OBJECTIVE:
Only the lines from the one containing "of the forested" to the end of the records belong in the output; print them exactly.

EXTRACTED RECORDS:

* Begin *

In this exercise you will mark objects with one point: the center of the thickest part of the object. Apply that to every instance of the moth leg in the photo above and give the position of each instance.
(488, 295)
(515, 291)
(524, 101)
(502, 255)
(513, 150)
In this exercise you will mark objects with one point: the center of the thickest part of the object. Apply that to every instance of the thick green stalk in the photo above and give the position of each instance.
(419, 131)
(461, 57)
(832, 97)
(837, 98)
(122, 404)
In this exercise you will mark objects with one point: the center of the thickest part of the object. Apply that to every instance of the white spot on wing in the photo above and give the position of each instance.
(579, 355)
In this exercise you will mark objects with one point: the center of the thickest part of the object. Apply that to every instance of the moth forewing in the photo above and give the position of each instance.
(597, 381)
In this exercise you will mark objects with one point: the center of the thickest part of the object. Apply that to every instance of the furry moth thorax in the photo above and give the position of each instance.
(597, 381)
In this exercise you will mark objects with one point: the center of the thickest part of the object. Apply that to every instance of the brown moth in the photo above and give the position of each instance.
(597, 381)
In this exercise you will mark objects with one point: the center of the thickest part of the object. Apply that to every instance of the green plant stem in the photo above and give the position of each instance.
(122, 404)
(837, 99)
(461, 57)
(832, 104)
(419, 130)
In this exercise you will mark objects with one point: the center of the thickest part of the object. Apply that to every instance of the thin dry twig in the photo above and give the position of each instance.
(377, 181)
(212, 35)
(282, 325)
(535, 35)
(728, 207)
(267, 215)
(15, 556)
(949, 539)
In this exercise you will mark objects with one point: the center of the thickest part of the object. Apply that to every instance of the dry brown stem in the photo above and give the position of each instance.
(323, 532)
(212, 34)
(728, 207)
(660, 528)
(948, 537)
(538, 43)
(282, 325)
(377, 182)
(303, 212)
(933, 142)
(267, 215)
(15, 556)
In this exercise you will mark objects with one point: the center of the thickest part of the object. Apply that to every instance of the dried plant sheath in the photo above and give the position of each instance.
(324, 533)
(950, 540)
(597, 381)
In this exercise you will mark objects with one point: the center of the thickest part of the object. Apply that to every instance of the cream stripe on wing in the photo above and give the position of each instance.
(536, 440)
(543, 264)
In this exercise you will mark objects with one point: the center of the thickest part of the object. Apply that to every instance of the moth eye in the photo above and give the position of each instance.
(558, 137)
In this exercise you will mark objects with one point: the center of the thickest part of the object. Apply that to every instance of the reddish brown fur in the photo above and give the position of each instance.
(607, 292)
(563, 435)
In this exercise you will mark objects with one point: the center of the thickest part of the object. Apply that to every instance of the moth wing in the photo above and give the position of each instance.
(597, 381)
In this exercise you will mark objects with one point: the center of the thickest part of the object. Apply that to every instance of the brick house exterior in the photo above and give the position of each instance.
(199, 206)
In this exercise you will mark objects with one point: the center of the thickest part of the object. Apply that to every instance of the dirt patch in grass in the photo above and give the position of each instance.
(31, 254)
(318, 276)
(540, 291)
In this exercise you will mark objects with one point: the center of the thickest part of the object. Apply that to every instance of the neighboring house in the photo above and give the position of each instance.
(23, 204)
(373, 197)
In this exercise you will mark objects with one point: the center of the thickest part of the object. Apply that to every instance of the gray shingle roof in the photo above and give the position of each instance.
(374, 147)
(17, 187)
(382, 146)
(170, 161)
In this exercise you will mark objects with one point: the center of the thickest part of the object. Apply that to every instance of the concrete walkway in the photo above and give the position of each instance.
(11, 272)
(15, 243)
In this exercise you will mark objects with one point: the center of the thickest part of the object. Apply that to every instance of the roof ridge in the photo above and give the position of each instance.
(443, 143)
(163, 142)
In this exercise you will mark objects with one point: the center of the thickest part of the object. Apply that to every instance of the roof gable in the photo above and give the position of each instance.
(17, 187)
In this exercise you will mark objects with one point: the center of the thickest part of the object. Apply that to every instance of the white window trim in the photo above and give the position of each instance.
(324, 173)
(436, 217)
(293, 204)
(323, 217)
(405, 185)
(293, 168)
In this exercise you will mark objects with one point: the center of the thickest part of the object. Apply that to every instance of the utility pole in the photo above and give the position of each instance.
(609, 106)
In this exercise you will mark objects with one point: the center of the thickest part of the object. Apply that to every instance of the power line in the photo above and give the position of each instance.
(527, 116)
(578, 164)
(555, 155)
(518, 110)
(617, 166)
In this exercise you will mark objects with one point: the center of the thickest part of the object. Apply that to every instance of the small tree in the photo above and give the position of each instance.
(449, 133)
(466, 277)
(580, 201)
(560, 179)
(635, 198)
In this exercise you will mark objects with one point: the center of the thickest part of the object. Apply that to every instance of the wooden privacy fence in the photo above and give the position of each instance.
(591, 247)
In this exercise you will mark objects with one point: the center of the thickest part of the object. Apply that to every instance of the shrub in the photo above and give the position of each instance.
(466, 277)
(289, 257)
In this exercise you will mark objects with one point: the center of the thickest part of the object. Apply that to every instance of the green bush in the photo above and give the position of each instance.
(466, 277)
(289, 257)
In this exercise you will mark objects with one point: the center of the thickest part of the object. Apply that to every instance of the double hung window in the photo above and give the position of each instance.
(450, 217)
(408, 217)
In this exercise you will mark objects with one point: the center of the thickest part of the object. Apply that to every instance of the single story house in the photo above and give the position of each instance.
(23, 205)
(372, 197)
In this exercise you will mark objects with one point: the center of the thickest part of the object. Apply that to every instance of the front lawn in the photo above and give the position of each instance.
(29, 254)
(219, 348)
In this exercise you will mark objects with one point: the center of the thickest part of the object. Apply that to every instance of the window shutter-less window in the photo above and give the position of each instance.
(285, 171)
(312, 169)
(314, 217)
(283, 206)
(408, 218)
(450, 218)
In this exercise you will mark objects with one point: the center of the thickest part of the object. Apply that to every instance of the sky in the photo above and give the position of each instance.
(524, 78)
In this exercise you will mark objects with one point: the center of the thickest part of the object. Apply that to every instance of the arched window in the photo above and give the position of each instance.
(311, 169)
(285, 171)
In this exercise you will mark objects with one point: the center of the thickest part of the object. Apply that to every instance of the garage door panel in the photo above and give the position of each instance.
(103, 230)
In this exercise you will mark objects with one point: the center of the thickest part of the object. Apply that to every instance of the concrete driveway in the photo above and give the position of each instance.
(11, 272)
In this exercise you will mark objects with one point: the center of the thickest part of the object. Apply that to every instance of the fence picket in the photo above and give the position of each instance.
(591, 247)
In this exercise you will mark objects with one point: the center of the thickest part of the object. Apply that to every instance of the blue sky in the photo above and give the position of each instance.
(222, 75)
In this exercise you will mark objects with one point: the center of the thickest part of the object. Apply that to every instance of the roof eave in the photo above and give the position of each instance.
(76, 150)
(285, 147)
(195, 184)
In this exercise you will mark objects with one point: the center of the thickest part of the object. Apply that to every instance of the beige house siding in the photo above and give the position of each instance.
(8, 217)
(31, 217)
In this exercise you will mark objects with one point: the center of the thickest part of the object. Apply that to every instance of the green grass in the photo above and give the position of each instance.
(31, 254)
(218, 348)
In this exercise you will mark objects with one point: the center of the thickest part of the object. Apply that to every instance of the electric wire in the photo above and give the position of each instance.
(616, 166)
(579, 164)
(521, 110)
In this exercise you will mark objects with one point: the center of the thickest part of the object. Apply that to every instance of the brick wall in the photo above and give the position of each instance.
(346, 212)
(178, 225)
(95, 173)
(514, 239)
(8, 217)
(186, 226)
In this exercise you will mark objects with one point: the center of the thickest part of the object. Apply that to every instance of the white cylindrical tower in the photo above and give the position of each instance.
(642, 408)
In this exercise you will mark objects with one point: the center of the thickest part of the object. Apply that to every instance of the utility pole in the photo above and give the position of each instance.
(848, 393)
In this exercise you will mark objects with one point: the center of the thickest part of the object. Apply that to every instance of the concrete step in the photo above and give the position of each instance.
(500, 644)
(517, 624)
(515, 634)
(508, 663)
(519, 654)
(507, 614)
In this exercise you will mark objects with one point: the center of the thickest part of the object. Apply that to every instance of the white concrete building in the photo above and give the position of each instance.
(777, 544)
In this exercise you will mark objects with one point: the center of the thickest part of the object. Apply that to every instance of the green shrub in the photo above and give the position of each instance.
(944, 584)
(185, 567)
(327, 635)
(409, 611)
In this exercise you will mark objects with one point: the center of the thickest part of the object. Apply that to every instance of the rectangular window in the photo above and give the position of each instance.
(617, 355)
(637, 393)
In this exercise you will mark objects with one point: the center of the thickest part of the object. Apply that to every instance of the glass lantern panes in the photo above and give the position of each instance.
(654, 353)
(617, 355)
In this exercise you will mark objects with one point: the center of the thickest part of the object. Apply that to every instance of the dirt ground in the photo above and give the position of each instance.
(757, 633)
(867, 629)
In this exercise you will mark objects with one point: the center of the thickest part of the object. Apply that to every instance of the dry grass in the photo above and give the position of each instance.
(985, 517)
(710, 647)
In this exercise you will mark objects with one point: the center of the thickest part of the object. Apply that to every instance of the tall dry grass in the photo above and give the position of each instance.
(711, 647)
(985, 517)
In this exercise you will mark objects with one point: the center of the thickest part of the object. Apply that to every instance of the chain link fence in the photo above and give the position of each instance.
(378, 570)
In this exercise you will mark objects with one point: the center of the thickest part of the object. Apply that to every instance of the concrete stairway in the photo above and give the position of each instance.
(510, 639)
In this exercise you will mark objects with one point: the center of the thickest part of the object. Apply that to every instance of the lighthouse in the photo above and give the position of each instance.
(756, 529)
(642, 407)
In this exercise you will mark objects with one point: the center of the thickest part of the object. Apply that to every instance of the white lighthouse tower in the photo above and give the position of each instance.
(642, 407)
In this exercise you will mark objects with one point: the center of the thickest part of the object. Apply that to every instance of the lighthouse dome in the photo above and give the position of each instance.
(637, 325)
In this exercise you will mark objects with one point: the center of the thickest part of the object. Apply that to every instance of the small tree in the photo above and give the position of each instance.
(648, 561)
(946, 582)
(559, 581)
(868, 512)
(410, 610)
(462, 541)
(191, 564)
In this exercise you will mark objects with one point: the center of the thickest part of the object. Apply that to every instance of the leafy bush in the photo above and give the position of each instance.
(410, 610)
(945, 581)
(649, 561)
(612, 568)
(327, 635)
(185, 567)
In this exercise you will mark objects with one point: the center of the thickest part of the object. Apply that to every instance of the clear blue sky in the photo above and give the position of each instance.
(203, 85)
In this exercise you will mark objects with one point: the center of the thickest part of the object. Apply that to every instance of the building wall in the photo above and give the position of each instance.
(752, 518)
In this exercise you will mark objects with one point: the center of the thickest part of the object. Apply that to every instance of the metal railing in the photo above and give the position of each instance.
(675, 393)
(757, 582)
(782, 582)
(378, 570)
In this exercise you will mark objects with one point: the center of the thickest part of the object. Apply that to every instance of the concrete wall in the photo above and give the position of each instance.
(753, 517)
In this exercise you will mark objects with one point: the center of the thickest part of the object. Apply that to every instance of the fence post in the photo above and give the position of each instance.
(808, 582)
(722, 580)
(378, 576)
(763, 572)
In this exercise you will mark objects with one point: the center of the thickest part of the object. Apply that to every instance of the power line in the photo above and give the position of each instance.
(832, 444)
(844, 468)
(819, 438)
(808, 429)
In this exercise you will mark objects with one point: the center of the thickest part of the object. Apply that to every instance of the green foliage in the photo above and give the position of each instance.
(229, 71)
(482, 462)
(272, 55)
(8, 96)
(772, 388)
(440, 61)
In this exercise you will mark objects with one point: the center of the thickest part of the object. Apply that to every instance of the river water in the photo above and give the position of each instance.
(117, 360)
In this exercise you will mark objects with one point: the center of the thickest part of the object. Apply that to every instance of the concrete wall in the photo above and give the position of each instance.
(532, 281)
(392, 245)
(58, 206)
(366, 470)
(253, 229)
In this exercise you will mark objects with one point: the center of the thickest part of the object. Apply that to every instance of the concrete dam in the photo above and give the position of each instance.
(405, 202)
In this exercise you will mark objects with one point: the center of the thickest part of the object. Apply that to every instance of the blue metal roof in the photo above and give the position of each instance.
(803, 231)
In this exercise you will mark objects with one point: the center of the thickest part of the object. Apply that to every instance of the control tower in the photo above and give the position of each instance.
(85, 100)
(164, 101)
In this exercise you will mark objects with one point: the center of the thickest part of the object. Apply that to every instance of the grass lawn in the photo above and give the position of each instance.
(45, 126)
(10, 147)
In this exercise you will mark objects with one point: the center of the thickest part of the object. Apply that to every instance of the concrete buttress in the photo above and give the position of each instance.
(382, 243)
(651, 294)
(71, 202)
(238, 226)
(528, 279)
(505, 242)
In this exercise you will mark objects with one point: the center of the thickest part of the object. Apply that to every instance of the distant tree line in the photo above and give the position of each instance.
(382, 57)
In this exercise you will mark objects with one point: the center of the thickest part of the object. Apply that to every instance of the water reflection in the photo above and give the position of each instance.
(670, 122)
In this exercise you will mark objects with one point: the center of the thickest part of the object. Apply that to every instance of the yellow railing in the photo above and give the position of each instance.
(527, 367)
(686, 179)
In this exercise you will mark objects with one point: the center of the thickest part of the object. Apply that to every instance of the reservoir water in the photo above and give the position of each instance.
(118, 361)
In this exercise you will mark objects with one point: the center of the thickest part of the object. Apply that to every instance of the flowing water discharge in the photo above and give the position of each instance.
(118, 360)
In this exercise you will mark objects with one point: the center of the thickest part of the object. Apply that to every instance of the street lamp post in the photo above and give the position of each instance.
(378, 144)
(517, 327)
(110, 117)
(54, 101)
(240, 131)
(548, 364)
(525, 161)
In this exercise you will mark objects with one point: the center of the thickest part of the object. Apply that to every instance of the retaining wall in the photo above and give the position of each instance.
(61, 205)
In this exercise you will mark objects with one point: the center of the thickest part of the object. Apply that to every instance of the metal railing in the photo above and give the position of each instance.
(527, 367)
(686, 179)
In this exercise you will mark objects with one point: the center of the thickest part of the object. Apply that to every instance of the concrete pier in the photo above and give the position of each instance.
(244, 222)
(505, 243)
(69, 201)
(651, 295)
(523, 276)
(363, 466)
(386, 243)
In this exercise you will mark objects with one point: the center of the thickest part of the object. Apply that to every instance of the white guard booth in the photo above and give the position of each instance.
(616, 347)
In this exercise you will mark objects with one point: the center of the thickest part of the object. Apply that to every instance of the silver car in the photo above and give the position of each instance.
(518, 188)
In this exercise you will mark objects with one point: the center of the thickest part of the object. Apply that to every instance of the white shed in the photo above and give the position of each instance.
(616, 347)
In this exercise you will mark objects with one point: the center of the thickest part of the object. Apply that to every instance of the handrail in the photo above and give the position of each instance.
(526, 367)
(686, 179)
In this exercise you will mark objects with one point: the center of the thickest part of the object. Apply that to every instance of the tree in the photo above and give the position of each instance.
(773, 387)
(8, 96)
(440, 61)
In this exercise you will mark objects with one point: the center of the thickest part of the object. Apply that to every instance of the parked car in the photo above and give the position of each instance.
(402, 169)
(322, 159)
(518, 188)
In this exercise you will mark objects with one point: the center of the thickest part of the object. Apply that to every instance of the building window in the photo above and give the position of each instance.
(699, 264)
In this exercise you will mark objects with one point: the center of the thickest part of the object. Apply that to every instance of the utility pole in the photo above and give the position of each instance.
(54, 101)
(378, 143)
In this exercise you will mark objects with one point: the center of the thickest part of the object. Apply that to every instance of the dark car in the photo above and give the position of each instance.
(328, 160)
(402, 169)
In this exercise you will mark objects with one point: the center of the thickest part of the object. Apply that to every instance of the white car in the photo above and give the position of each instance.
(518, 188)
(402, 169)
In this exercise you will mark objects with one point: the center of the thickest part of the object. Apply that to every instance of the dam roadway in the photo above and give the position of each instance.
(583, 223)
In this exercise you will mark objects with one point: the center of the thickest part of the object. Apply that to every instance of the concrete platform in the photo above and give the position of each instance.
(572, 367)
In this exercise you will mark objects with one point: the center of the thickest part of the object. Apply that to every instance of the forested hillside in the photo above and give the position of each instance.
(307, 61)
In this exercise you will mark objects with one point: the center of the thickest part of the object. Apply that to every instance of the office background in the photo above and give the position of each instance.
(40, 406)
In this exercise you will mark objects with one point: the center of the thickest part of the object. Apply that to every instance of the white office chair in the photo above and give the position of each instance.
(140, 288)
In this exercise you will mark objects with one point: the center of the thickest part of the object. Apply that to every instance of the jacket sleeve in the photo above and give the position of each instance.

* End *

TASK SOLUTION:
In this exercise you will mark objects with one point: the center of the thickest part of the object. Apply that to every instance of the forested hillside in the photo above and give the position of each instance.
(307, 61)
In this exercise you will mark objects with one point: the center of the thickest part of the object. Apply that to every instance of the office background in the photo above and give the position of each instance.
(40, 406)
In this exercise you will mark objects with one point: the center of the thickest part of the object. Apply that to every instance of the white office chair in the photo above and give the position of each instance.
(140, 288)
In this exercise you will mark objects with one point: the center of the thickest part of the object. Apply that to every instance of the jacket sleeve in the photo above and give the position of each instance.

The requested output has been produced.